YOUR TASK:
Repeat every one of the following entries word for word, without changing anything.

DATA TO PROCESS:
::::::::

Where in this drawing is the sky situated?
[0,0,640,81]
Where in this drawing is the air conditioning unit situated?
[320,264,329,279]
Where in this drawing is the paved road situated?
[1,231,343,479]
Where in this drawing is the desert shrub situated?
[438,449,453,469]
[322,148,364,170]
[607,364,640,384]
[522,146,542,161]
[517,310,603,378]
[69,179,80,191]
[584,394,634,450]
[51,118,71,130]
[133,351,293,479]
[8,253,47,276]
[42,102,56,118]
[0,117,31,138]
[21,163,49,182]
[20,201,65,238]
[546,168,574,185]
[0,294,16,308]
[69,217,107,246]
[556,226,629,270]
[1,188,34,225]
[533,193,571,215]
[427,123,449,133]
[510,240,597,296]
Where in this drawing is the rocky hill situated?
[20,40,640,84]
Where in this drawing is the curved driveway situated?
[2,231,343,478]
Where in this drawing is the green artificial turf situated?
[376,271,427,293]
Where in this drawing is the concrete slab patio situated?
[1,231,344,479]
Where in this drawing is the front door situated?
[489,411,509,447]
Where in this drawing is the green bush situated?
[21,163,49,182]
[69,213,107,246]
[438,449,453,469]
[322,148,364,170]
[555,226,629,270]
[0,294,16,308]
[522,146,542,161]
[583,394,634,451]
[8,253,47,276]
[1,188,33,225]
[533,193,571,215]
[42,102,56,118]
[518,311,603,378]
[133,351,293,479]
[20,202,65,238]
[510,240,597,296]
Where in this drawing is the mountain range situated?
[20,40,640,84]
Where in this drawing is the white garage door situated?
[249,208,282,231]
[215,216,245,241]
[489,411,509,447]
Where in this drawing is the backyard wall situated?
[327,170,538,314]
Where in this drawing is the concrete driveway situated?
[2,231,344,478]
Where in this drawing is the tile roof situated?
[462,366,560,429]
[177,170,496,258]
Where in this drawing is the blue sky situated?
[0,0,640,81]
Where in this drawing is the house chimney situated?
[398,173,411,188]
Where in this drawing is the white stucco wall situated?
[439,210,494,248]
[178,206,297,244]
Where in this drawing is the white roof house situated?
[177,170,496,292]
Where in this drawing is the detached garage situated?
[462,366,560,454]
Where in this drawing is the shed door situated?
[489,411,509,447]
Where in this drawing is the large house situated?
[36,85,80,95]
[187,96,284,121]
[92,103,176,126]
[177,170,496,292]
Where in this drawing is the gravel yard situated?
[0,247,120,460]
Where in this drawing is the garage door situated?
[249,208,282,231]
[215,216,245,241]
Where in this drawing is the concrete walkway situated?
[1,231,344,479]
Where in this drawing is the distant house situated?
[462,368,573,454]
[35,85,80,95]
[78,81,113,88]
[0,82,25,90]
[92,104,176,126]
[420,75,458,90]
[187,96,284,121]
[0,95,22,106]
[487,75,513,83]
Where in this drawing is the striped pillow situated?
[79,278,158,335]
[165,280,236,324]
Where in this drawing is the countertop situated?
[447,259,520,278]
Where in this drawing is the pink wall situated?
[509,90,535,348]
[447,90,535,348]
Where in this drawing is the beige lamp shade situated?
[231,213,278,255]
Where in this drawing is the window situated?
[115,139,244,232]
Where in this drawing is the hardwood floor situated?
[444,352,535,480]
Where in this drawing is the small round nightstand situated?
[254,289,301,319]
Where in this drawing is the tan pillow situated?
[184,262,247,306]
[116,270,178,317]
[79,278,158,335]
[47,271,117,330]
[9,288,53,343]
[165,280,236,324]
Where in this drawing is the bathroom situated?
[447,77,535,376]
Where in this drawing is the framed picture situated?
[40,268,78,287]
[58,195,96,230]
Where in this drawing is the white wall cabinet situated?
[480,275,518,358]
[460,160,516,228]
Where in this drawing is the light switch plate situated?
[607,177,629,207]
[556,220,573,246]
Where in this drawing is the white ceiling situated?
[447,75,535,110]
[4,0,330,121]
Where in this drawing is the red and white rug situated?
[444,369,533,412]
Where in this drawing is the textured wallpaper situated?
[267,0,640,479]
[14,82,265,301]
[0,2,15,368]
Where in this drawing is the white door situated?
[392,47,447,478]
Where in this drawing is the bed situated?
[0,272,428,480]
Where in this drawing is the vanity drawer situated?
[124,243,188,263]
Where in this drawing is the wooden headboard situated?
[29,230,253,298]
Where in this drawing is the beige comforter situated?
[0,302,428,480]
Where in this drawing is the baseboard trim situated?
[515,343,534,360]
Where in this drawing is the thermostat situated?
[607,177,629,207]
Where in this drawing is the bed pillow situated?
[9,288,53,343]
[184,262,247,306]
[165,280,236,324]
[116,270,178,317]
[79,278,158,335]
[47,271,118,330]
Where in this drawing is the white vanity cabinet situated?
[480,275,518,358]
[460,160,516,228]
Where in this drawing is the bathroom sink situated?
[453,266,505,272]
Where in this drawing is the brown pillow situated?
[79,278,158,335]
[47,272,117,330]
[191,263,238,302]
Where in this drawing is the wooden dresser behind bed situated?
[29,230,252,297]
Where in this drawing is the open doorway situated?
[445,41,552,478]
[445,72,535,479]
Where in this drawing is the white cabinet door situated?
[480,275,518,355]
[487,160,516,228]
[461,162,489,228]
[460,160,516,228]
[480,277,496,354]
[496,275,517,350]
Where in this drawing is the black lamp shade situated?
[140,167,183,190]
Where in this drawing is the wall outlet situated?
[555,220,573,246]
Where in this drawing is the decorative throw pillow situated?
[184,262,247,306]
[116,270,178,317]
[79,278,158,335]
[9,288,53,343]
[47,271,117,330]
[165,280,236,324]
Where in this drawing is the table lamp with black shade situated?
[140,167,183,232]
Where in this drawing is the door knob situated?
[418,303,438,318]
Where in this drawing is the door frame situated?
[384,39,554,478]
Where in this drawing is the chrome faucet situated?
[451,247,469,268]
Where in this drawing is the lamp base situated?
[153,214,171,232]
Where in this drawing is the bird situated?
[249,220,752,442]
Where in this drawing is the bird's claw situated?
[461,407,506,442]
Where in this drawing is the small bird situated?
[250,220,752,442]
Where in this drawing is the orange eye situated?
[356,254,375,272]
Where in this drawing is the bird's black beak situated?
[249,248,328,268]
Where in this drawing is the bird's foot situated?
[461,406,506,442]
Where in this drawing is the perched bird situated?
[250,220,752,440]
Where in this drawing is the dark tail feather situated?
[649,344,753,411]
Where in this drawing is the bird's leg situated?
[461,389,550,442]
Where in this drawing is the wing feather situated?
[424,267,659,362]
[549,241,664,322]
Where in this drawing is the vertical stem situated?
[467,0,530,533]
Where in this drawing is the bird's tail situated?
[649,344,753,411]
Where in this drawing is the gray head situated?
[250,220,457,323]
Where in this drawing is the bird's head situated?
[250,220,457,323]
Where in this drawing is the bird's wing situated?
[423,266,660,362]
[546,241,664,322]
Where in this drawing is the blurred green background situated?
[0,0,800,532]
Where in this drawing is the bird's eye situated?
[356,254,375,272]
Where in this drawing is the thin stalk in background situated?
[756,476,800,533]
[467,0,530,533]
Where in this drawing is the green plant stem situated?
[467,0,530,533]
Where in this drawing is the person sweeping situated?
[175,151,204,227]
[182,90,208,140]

::::::::

RIGHT ANSWER:
Where in this drawing is the sky situated?
[0,0,640,81]
Where in this drawing is the air conditioning unit situated?
[320,264,329,279]
Where in this drawing is the paved road situated?
[1,231,343,479]
Where in this drawing is the desert shrub situated?
[438,449,453,469]
[322,148,364,170]
[607,364,640,384]
[522,146,542,161]
[517,310,603,378]
[69,179,80,191]
[584,394,634,450]
[51,118,71,130]
[133,351,293,479]
[8,253,47,276]
[42,102,56,118]
[0,117,31,138]
[21,163,49,182]
[20,201,65,238]
[546,168,574,185]
[0,294,16,308]
[69,217,107,246]
[556,226,629,270]
[1,188,34,225]
[533,193,571,215]
[427,123,449,133]
[510,240,597,296]
Where in this drawing is the rocky hill situated?
[20,40,640,84]
Where in this drawing is the curved driveway situated?
[2,231,343,478]
Where in this drawing is the green artificial turf situated?
[376,271,427,293]
Where in this drawing is the concrete slab patio situated?
[1,231,344,479]
Where in this drawing is the front door situated?
[489,411,509,447]
Where in this drawing is the green bush situated?
[21,163,49,182]
[69,213,107,246]
[438,449,453,469]
[322,148,364,170]
[555,226,629,270]
[0,294,16,308]
[522,146,542,161]
[583,394,634,451]
[8,253,47,276]
[1,188,33,225]
[533,193,571,215]
[42,102,56,118]
[518,311,603,378]
[133,351,293,479]
[20,202,65,238]
[510,240,597,296]
Where in this drawing is the mountain range situated?
[20,40,640,84]
Where in this drawing is the white garage door situated?
[249,208,282,231]
[215,216,245,241]
[489,411,509,447]
Where in this drawing is the backyard wall situated?
[327,170,538,314]
Where in this drawing is the concrete driveway situated?
[2,231,344,478]
Where in this drawing is the tile roof situated?
[462,366,560,429]
[177,170,496,258]
Where in this drawing is the blue sky situated?
[0,0,640,81]
Where in this drawing is the house chimney situated?
[398,173,411,188]
Where in this drawing is the white stucco wall situated?
[439,210,494,248]
[178,206,297,244]
Where in this drawing is the white roof house situated?
[177,170,496,292]
Where in this drawing is the detached garage situated?
[462,366,560,454]
Where in this drawing is the shed door situated?
[489,411,509,447]
Where in this drawing is the large house situated?
[36,85,80,95]
[187,96,284,121]
[92,103,176,126]
[177,170,496,292]
Where in this drawing is the gravel yard situated?
[0,247,120,460]
Where in this drawing is the garage door situated?
[249,208,282,231]
[215,216,245,241]
Where in this drawing is the concrete walkway situated?
[1,231,344,479]
Where in this drawing is the distant house situated?
[462,368,573,454]
[35,85,80,95]
[78,81,113,88]
[0,82,25,90]
[92,104,176,126]
[420,75,458,90]
[187,96,284,121]
[0,95,22,106]
[487,75,513,83]
Where in this drawing is the striped pillow situated?
[79,278,158,335]
[165,280,236,324]
Where in this drawing is the countertop situated?
[447,259,520,278]
Where in this drawing is the pink wall situated?
[509,90,535,348]
[447,90,535,348]
Where in this drawing is the beige lamp shade situated?
[231,213,278,255]
Where in this drawing is the window situated?
[115,139,244,232]
Where in this drawing is the hardwood floor situated?
[444,352,535,480]
Where in this drawing is the small round nightstand situated?
[254,289,301,319]
Where in this drawing is the tan pillow situated?
[184,262,247,306]
[116,270,178,317]
[79,278,158,335]
[47,271,117,330]
[9,288,53,343]
[165,280,236,324]
Where in this drawing is the bathroom situated?
[447,77,535,376]
Where in this drawing is the framed picture situated?
[40,268,78,287]
[58,195,96,230]
Where in this drawing is the white wall cabinet situated?
[480,275,518,358]
[460,160,516,228]
Where in this drawing is the light switch plate situated?
[607,177,629,207]
[556,220,573,246]
Where in this drawing is the white ceiling situated?
[447,75,535,110]
[4,0,330,121]
Where in this drawing is the red and white rug situated?
[444,369,533,412]
Where in this drawing is the textured wallpaper situated?
[267,0,640,479]
[14,82,265,301]
[0,2,15,368]
Where in this drawing is the white door situated?
[392,47,447,478]
Where in this drawing is the bed situated?
[0,272,428,480]
Where in this drawing is the vanity drawer situated?
[124,243,188,263]
Where in this drawing is the wooden headboard situated?
[29,230,253,298]
Where in this drawing is the beige comforter situated?
[0,302,428,480]
Where in this drawing is the baseboard trim situated?
[515,343,534,360]
Where in this drawing is the thermostat situated?
[607,177,629,207]
Where in this drawing is the bed pillow situated?
[9,288,53,343]
[184,262,247,306]
[165,280,236,324]
[116,270,178,317]
[79,278,158,335]
[47,271,118,330]
Where in this drawing is the white vanity cabinet situated?
[480,275,518,358]
[460,160,516,228]
Where in this drawing is the bathroom sink situated?
[453,266,505,272]
Where in this drawing is the brown pillow situated?
[79,278,158,335]
[47,272,117,330]
[191,263,238,302]
Where in this drawing is the wooden dresser behind bed situated?
[29,230,252,297]
Where in this drawing is the open doorway situated?
[445,41,552,478]
[445,72,535,479]
Where in this drawing is the white cabinet door situated?
[480,275,518,355]
[487,160,516,228]
[461,162,489,228]
[460,160,516,228]
[480,277,496,354]
[496,275,517,350]
Where in this drawing is the black lamp shade situated?
[140,167,183,190]
Where in this drawing is the wall outlet situated?
[555,220,573,246]
Where in this drawing is the decorative throw pillow situated?
[184,262,247,306]
[116,270,178,317]
[79,278,158,335]
[9,288,53,343]
[47,271,117,330]
[165,280,236,324]
Where in this drawing is the table lamp with black shade situated?
[140,167,183,232]
Where in this drawing is the door knob situated?
[418,303,438,318]
Where in this drawing is the door frame situated?
[384,39,554,478]
Where in this drawing is the chrome faucet situated?
[451,247,469,268]
Where in this drawing is the lamp base situated?
[153,214,171,232]
Where in this drawing is the bird situated?
[249,220,752,442]
Where in this drawing is the bird's claw situated?
[461,407,506,442]
Where in this drawing is the small bird situated?
[250,220,752,442]
Where in this drawing is the orange eye situated?
[356,254,375,272]
Where in this drawing is the bird's black beak situated?
[249,248,328,268]
Where in this drawing is the bird's foot situated?
[461,406,506,442]
Where in this drawing is the perched bird situated?
[250,220,752,440]
Where in this drawing is the dark tail feather situated?
[649,344,753,411]
Where in this drawing is the bird's leg situated?
[461,389,550,442]
Where in this drawing is the wing feather situated?
[424,267,659,362]
[549,241,664,322]
Where in this drawing is the vertical stem situated?
[467,0,530,533]
Where in this drawing is the bird's tail situated?
[649,344,753,411]
Where in this drawing is the gray head situated?
[250,220,457,323]
Where in this drawing is the bird's head situated?
[250,220,457,323]
Where in this drawing is the bird's wing situated?
[423,266,660,362]
[546,241,664,322]
Where in this drawing is the blurred green background situated?
[0,0,800,532]
Where in this drawing is the bird's eye situated?
[356,254,375,272]
Where in this drawing is the thin stalk in background situated?
[756,476,800,533]
[467,0,530,533]
Where in this drawing is the green plant stem situated?
[467,0,530,533]
Where in this drawing is the person sweeping situated?
[175,151,204,227]
[182,90,208,140]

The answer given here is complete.